Goal - Transcribe the listing in full, excluding any pictures.

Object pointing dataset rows
........
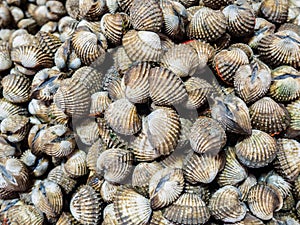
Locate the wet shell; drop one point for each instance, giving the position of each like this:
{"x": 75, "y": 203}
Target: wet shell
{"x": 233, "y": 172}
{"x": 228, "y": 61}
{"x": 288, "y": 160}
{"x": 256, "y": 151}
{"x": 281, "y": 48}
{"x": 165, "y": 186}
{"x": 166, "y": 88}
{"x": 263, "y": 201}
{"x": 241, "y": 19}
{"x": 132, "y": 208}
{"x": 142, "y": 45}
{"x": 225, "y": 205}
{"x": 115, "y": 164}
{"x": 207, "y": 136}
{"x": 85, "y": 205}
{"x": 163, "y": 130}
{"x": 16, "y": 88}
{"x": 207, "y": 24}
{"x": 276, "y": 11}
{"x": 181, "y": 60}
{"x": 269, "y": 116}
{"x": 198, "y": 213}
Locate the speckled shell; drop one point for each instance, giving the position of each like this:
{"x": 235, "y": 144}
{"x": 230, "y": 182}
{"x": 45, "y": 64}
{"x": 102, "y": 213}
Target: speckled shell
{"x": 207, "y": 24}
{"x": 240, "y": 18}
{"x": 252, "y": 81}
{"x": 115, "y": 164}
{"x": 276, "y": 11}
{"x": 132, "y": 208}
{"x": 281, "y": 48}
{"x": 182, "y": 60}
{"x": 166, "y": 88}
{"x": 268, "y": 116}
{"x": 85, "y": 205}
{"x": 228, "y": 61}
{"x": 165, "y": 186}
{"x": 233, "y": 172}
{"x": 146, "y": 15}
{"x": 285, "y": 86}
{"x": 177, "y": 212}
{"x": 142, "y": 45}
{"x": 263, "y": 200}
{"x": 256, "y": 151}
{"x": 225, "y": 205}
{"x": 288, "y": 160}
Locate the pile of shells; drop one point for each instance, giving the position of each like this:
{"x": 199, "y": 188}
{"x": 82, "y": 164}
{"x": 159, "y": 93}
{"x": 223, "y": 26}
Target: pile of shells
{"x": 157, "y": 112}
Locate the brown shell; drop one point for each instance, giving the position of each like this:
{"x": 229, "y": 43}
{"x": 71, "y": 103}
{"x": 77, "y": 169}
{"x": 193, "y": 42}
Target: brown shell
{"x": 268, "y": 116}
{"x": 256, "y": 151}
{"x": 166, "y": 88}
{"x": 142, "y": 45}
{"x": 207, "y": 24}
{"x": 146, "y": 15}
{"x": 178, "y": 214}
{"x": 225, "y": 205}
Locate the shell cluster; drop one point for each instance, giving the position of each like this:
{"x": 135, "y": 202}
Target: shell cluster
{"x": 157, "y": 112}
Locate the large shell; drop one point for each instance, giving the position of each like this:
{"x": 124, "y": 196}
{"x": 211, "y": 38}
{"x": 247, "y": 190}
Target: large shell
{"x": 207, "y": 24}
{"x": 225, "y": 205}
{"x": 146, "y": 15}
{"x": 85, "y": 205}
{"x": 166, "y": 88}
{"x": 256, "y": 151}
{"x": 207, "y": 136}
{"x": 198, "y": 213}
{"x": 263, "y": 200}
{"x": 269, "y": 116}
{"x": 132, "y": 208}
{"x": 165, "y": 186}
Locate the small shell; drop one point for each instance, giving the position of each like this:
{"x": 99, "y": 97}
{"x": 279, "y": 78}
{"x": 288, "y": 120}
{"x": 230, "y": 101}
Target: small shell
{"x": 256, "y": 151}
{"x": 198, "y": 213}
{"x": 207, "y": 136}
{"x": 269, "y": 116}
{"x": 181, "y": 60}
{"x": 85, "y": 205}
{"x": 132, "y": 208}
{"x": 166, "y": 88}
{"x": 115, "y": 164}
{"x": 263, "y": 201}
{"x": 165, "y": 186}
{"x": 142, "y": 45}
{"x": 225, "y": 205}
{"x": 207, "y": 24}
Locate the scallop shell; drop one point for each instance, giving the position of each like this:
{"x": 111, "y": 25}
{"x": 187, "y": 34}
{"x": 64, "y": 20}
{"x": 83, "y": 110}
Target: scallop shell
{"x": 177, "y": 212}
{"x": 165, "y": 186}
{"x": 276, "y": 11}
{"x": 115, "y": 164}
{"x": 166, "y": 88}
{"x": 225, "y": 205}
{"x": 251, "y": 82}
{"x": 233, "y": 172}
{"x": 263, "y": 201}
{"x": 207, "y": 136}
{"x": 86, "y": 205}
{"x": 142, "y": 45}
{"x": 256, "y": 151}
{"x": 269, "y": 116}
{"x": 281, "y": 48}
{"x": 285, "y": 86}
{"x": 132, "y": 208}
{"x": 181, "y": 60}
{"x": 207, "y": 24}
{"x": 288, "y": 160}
........
The answer -
Locate the wet shell; drop one point for each instance, giving the position of each like this:
{"x": 75, "y": 203}
Target: wet shell
{"x": 233, "y": 172}
{"x": 228, "y": 61}
{"x": 288, "y": 160}
{"x": 256, "y": 151}
{"x": 281, "y": 48}
{"x": 165, "y": 186}
{"x": 166, "y": 88}
{"x": 263, "y": 201}
{"x": 241, "y": 19}
{"x": 132, "y": 208}
{"x": 142, "y": 45}
{"x": 225, "y": 205}
{"x": 115, "y": 164}
{"x": 207, "y": 136}
{"x": 85, "y": 205}
{"x": 163, "y": 130}
{"x": 16, "y": 88}
{"x": 207, "y": 24}
{"x": 276, "y": 11}
{"x": 181, "y": 60}
{"x": 269, "y": 116}
{"x": 198, "y": 213}
Locate the speckled shell; drop one point for each instance, giving the position of each like this:
{"x": 235, "y": 144}
{"x": 230, "y": 182}
{"x": 45, "y": 64}
{"x": 102, "y": 213}
Target: speckled shell
{"x": 207, "y": 24}
{"x": 240, "y": 18}
{"x": 252, "y": 81}
{"x": 115, "y": 164}
{"x": 276, "y": 11}
{"x": 132, "y": 208}
{"x": 281, "y": 48}
{"x": 182, "y": 60}
{"x": 166, "y": 88}
{"x": 268, "y": 116}
{"x": 85, "y": 205}
{"x": 228, "y": 61}
{"x": 165, "y": 186}
{"x": 233, "y": 172}
{"x": 146, "y": 15}
{"x": 285, "y": 86}
{"x": 177, "y": 212}
{"x": 142, "y": 45}
{"x": 263, "y": 200}
{"x": 256, "y": 151}
{"x": 225, "y": 205}
{"x": 288, "y": 160}
Locate the pile of shells; drop one point for each instance, giving the position of each like this:
{"x": 199, "y": 188}
{"x": 82, "y": 164}
{"x": 159, "y": 93}
{"x": 223, "y": 26}
Target: pile of shells
{"x": 157, "y": 112}
Locate the brown shell; drop one point for each instance, giving the position of each like this:
{"x": 229, "y": 43}
{"x": 71, "y": 103}
{"x": 77, "y": 169}
{"x": 193, "y": 42}
Target: brown shell
{"x": 268, "y": 116}
{"x": 256, "y": 151}
{"x": 166, "y": 88}
{"x": 142, "y": 45}
{"x": 207, "y": 24}
{"x": 146, "y": 15}
{"x": 178, "y": 214}
{"x": 225, "y": 205}
Locate the shell cluster; drop one point for each instance, giving the position of each like this:
{"x": 135, "y": 202}
Target: shell cluster
{"x": 157, "y": 112}
Locate the large shell; drop one point for each instance, giving the position of each like this:
{"x": 124, "y": 196}
{"x": 211, "y": 38}
{"x": 247, "y": 190}
Target: large shell
{"x": 207, "y": 24}
{"x": 225, "y": 205}
{"x": 146, "y": 15}
{"x": 85, "y": 205}
{"x": 166, "y": 88}
{"x": 256, "y": 151}
{"x": 207, "y": 136}
{"x": 198, "y": 213}
{"x": 263, "y": 200}
{"x": 269, "y": 116}
{"x": 132, "y": 208}
{"x": 165, "y": 186}
Locate the small shell; drop one point for each instance, giving the position of each like this:
{"x": 99, "y": 97}
{"x": 279, "y": 78}
{"x": 288, "y": 120}
{"x": 230, "y": 101}
Target: small shell
{"x": 256, "y": 151}
{"x": 198, "y": 213}
{"x": 207, "y": 136}
{"x": 269, "y": 116}
{"x": 181, "y": 60}
{"x": 85, "y": 205}
{"x": 132, "y": 208}
{"x": 166, "y": 88}
{"x": 115, "y": 164}
{"x": 263, "y": 201}
{"x": 165, "y": 186}
{"x": 142, "y": 45}
{"x": 225, "y": 205}
{"x": 207, "y": 24}
Locate the scallop shell; drop one point for each instance, giving the position of each like this:
{"x": 111, "y": 25}
{"x": 187, "y": 34}
{"x": 64, "y": 20}
{"x": 83, "y": 110}
Target: scallop shell
{"x": 177, "y": 212}
{"x": 165, "y": 186}
{"x": 276, "y": 11}
{"x": 115, "y": 164}
{"x": 166, "y": 88}
{"x": 225, "y": 205}
{"x": 251, "y": 82}
{"x": 233, "y": 172}
{"x": 263, "y": 201}
{"x": 207, "y": 136}
{"x": 86, "y": 205}
{"x": 142, "y": 45}
{"x": 256, "y": 151}
{"x": 269, "y": 116}
{"x": 281, "y": 48}
{"x": 285, "y": 86}
{"x": 132, "y": 208}
{"x": 181, "y": 60}
{"x": 207, "y": 24}
{"x": 288, "y": 160}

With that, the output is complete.